Next Previous Contents

6. FAQ: Voodoo Graphics (tm)? 3Dfx?

6.1 Who is 3Dfx?

3Dfx is a San Jose based manufacturer of 3D graphics accelerator hardware for arcade games, game consoles, and PC boards. Their official website is www.3dfx.com. 3Dfx does not sell any boards, but other companies do, e.g. Quantum3D.

6.2 Who is Quantum3D?

Quantum3D started as a 3Dfx spin-off, manufacturing high end accelerator boards based on 3Dfx chip technology for consumer and business market, and supplying arcade game technology. See their home page at www.quantum3d.com for additional information. For general inquiries regarding Quantum3D, please send mail to .

6.3 What is the Voodoo Graphics (tm)?

The Voodoo Graphics (tm) is a chipset manufactured by 3Dfx. It is used in hardware acceleration boards for the PC. See the HOWTO section on supported hardware.

6.4 What is the Voodoo Rush (tm)?

The Voodoo Rush (tm) is a derivate of the Voodoo Graphics (tm) that has an interface to cooperate with a 2D VGA video accelerator, effectively supporting accelerated graphics in windows. This combo is currently not supported with Linux.

6.5 What is the Voodoo 2 (tm)?

The Voodoo 2 (tm) is the successor of the Voodoo Graphics (tm) chipset, featuring several improvements. It is announced for late March 1998, and annoucements of Voodoo 2 (tm) based boards have been published e.g. by Quantum 3D, by Creative Labs, Orchid Technologies, and Diamond Multimedia.

> PROVIDED MATERIAL
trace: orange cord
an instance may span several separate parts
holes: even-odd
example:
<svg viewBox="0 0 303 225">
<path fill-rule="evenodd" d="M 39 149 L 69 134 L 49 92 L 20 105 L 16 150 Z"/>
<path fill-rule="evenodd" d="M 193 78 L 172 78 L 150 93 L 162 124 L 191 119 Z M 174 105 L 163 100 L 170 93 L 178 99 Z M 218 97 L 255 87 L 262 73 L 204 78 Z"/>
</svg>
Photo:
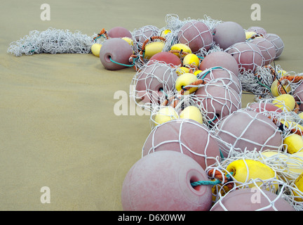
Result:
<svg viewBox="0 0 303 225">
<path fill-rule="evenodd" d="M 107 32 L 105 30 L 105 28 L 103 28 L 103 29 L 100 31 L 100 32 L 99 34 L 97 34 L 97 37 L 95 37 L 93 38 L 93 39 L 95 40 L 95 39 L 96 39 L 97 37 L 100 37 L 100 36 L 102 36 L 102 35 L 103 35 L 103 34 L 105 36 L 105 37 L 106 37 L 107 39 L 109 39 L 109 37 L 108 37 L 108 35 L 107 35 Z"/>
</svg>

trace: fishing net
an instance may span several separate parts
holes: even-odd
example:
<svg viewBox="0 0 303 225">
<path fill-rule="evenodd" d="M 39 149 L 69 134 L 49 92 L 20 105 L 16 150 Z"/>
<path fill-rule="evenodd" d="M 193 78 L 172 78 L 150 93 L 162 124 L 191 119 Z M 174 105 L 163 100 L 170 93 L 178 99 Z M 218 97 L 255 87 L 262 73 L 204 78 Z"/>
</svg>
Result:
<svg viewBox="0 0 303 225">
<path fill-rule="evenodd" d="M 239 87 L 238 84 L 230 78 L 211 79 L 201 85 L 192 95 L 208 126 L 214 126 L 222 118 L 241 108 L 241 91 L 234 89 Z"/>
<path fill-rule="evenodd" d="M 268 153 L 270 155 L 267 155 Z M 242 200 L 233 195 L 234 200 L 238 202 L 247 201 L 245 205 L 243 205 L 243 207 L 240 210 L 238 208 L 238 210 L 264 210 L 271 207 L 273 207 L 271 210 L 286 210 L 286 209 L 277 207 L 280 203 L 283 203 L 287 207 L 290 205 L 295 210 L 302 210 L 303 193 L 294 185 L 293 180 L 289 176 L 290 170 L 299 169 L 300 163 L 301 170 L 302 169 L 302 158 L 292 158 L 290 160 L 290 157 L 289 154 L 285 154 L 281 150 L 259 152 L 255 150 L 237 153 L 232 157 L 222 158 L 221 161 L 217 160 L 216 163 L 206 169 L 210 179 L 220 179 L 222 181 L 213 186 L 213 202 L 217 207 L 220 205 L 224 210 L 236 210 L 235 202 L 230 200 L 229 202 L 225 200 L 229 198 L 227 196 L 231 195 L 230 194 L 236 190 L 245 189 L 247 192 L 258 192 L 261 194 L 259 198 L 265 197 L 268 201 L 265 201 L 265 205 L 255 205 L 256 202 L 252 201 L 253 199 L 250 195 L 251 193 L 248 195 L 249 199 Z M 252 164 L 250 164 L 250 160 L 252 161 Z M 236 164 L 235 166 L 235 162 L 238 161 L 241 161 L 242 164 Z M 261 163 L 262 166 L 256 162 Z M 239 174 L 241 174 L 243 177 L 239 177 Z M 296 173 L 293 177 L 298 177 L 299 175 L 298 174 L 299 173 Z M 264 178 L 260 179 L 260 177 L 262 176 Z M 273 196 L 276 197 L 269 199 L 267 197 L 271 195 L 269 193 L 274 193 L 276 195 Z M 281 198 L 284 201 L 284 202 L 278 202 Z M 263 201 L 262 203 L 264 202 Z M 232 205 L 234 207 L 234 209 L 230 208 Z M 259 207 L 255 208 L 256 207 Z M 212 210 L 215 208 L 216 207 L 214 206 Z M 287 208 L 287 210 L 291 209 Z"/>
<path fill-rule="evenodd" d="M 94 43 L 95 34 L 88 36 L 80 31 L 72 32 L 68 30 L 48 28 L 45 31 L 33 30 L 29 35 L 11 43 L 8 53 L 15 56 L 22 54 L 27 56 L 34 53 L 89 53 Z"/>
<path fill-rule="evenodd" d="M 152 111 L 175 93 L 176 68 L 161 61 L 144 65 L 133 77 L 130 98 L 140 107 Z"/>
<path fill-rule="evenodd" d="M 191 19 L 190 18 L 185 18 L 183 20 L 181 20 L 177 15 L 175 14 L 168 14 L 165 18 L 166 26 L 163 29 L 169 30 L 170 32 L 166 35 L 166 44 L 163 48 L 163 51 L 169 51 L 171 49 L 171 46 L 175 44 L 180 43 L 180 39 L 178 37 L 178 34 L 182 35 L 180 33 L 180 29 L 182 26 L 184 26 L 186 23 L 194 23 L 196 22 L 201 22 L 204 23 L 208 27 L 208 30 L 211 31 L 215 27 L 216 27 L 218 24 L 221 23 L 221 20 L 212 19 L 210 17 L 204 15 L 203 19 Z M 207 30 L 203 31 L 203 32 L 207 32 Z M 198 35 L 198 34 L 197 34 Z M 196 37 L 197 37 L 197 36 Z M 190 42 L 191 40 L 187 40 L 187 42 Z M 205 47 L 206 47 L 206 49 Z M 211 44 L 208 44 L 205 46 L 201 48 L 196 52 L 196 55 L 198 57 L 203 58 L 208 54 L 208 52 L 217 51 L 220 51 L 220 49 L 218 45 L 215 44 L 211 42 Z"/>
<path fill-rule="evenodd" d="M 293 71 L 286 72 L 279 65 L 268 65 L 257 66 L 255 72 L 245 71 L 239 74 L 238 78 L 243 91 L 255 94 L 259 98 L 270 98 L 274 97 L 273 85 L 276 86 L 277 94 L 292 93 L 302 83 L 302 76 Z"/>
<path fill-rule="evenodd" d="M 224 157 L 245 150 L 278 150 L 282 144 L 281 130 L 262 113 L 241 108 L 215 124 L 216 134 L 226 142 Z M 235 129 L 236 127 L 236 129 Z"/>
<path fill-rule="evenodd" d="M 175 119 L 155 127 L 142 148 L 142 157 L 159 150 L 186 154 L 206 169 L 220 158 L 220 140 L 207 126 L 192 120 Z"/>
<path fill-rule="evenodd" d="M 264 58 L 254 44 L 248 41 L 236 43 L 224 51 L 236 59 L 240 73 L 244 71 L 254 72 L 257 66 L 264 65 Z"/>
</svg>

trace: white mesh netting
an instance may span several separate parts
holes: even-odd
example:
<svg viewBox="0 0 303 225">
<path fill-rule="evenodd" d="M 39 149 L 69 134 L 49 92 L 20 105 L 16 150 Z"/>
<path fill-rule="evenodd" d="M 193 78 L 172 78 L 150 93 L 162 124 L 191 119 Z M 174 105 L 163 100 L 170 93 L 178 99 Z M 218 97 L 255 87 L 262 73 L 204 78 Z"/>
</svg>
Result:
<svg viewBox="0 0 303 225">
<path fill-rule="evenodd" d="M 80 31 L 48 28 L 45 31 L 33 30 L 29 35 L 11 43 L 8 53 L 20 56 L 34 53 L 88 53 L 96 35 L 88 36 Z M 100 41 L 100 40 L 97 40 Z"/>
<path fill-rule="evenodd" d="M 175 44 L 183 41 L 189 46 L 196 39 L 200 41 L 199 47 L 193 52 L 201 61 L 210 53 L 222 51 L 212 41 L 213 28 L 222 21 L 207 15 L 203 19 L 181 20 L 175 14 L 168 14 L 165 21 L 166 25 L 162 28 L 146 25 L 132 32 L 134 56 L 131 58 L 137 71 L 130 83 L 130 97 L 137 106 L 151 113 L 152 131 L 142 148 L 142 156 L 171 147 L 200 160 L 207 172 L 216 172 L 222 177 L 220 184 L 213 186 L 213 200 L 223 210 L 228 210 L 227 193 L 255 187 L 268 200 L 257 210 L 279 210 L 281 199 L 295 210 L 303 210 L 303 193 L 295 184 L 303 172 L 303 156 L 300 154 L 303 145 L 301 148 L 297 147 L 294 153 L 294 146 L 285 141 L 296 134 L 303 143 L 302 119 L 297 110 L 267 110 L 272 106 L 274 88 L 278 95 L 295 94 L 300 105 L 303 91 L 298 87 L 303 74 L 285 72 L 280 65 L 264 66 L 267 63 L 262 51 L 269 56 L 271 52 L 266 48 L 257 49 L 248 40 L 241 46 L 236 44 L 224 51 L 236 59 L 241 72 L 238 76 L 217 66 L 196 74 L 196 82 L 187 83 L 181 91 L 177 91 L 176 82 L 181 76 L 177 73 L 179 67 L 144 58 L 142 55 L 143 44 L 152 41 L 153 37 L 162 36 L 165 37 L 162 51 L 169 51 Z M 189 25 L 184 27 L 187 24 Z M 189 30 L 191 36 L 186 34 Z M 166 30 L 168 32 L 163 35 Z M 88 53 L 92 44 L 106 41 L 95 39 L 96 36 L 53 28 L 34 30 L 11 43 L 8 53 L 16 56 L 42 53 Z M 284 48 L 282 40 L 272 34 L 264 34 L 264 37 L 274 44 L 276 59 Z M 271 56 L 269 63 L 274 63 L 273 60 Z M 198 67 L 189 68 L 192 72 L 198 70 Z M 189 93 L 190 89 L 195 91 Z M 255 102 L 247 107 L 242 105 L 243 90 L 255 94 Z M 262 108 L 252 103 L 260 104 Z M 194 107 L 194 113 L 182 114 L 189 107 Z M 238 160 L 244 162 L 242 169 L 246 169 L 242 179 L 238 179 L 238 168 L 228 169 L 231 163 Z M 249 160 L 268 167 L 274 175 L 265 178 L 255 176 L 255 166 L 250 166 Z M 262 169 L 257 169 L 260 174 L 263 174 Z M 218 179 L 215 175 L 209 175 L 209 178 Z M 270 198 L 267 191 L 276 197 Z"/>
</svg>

> JOBS
• A. Please answer from the 3Dfx FAQ above: in which city is 3Dfx based?
• B. Decide whether each statement agrees with the 3Dfx FAQ, and back each yes or no with the exact words from it that settle the matter: (i) 3Dfx sells its own boards. (ii) The Voodoo Rush combo is currently supported with Linux. (iii) Quantum3D began as a 3Dfx spin-off.
• C. Carry on the 3Dfx FAQ from its last sentence.

> ANSWERS FOR THIS EXERCISE
• A. San Jose

• B.
(i) No: "3Dfx does not sell any boards, but other companies do, e.g. Quantum3D."
(ii) No: "This combo is currently not supported with Linux."
(iii) Yes: "Quantum3D started as a 3Dfx spin-off"

• C.
The Voodoo 2 (tm) is supposed to be backwards compatible. However, a new version of Glide will have to be ported to Linux.

6.6 What is VGA pass-though?

The Voodoo Graphics (tm) (but not the Voodoo Rush (tm)) boards are add-on boards, meant to be used with a regular 2D VGA video accelerator board. In short, the video output of your regular VGA board is used as input for the Voodoo Graphics (tm) based add-on board, which by default passes it through to the display also connected to the Voodoo Graphics (tm) board. If the Voodoo Graphics (tm) is used (e.g. by a game), it will disconnect the VGA input signal, switch the display to a 640x480 fullscreen mode with the refresh rate configured by SST variables and the application/driver, and generate the video signal itself. The VGA doesn't need to be aware of this, and won't be.

This setup has several advantages: free choice of 2D VGA board, which is an issue with Linux, as XFree86 drivers aren't available for all chipsets and revisions, and a cost effective migration path to accelerated 3D graphics. It also has several disadvantages: an application using the Voodoo Graphics (tm) might not re-enable video output when crashing, and regular VGA video signal deteoriates in the the pass-through process.

6.7 What is Texelfx or TMU?

Voodoo Graphics (tm) chipsets have two units. The first one interfaces the texture memory on the board, does the texture mapping, and ultimately generates the input for the second unit that interfaces the framebuffer. This one is called Texelfx, aka Texture Management Unit, aka TMU. The neat thing about this is that a board can use two Texelfx instead of only one, like some of the Quantum3D Obsidian boards did, effectively doubling the processing power in some cases, depending on the application.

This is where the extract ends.